## Supplied text
## begin
You are viewing a plain text version of this content. The canonical link for it is here.

Posted to fop-dev@xmlgraphics.apache.org by Stephan Thesing <th...@gmx.de> on 2010/01/13 21:27:18 UTC

FOP and large documents: out of memory

Hello,

as is well-known, FOP can run out of heap memory, when large documents
are processed (http://xmlgraphics.apache.org/fop/0.95/running.html#memory).

I have the situation that the documents I have to process mandate a footer on each page that contains a "page X of Y" element and a TOC at the
beginning of the document, i.e. FOP cannot layout the pages until all
referenced page-citations are known, which is after the last page of the document.

When page content is quite complicated (e.g. 2000 pages mostly full with tables), the heap space does not suffice to hold all pages until all references can be resolved, thus FOP aborts with out-of-memory.

Since increasing the heap space does not always work (3 GB heap space was required in one example), I need a better solution for this.

1. "-conserve" option
One alternative would be the "-conserve" option, which serializes the pages to disk and reloads them as needed.
Although slow, this definitely would be a solution, if it worked, which it doesn't:
Our documents include graphics (SVG, PNG), and the serialization with "-conserve" throws an exception, because some class in Batik is not serializable (e.g. "SVGOMAnimatedString" IIRR), thus the page is missing, causing FOP to abort later.
Thus, Batik would have to be fixed for this.

2. Two passes
Since the pages are kept because of unresolved references, one could do the
same as e.g. LaTeX always did: process the document twice.
In a first run, pages are discarded after layout, only the references for page-citations are kept and at the end reused for the second pass
(when all pages for the citations are finally known).
For the second run, these id-refs are initially loaded and no pages have
to be kept.
This would require more changes in FOP (and should definitely be made optional obviously).

I would appreciate any comments or other suggestions !

Best regards
Stephan
--
Dr.-Ing. Stephan Thesing
Elektrastr. 50
81925 München
GERMANY

Jetzt kostenlos herunterladen: Internet Explorer 8 und Mozilla Firefox 3.5 -
sicherer, schneller und einfacher! http://portal.gmx.net/de/go/atbrowser

Re: FOP and large documents: out of memory

Posted by Vincent Hennebert <vh...@gmail.com>.

Hi Stephan,

I’m not sure I would invest any energy into improving the
CachedRenderPagesModel (-conserve option). It doesn’t look like the
right approach to me, and like you noticed it doesn’t even work out of
the box currently.

Why store the Area Tree on disk? Why not directly render it into the
final output format? If that latter supports out-of-order pages, then
that’s great; Otherwise we may as well store the final pages and order
them later on when the document is complete, instead of storing them in
a half-finished area tree format.

As to pages that hold unresolved references, so can’t obviously be
rendered yet: there usually aren’t that many of them that would make the
area tree solution vastly superior to a final format one in term of
memory consumption. Those ones could be kept in memory until all the
references they hold are resolved.

Also, the handling of forward references is currently less than optimal.
## end
Carry on the mailing-list thread about FOP running out of memory on large documents, starting right after its last sentence.

## Recorded data
## begin
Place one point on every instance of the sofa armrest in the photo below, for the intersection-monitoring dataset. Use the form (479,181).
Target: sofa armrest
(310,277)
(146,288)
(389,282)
## end
## Solved problem
The resolution is made in the area tree instead of looping back to the
layout engine. ATM, a page-reference is rendered using a placeholder
string (‘MMM’), and that placeholder is later replaced with the actual
value (e.g., ‘5’). This is fine for constructs like tables of content,
but may produce ugly results if the page-number-citation is inside
a paragraph, ruining the even spacing. What’s the point of implementing
a high-quality line-breaking algorithm if its output is spoiled by
a poor handling of page citations?

I think the two-pass approach is the best long-term solution, although
obviously less trivial. One challenge is to detect a possible infinite
loop. For example: referenced item is at the beginning of page IX,
reference is updated to IX, which takes less room than MMM, so the
document is re-laid out and referenced item is moved to page VIII;
Reference must be updated again, document is laid out again and
referenced item end up on page IX again. And again, and again...

One possible workaround for your use case is to generate your document
once with a dummy TOC and just “Page X” into the intermediate format;
Parse it to get the total number of pages and the page numbers for each
element of the TOC; Re-generate it with hardcoded values for page
references.

HTH,
Vincent

Stephan Thesing wrote:
> Hello,
> 
> as is well-known, FOP can run out of heap memory, when large documents
> are processed (http://xmlgraphics.apache.org/fop/0.95/running.html#memory).
> 
> I have the situation that the documents I have to process mandate a footer on each page that contains a "page X of Y" element and a TOC at the
> beginning of the document, i.e. FOP cannot layout the pages until all
> referenced page-citations are known, which is after the last page of the document.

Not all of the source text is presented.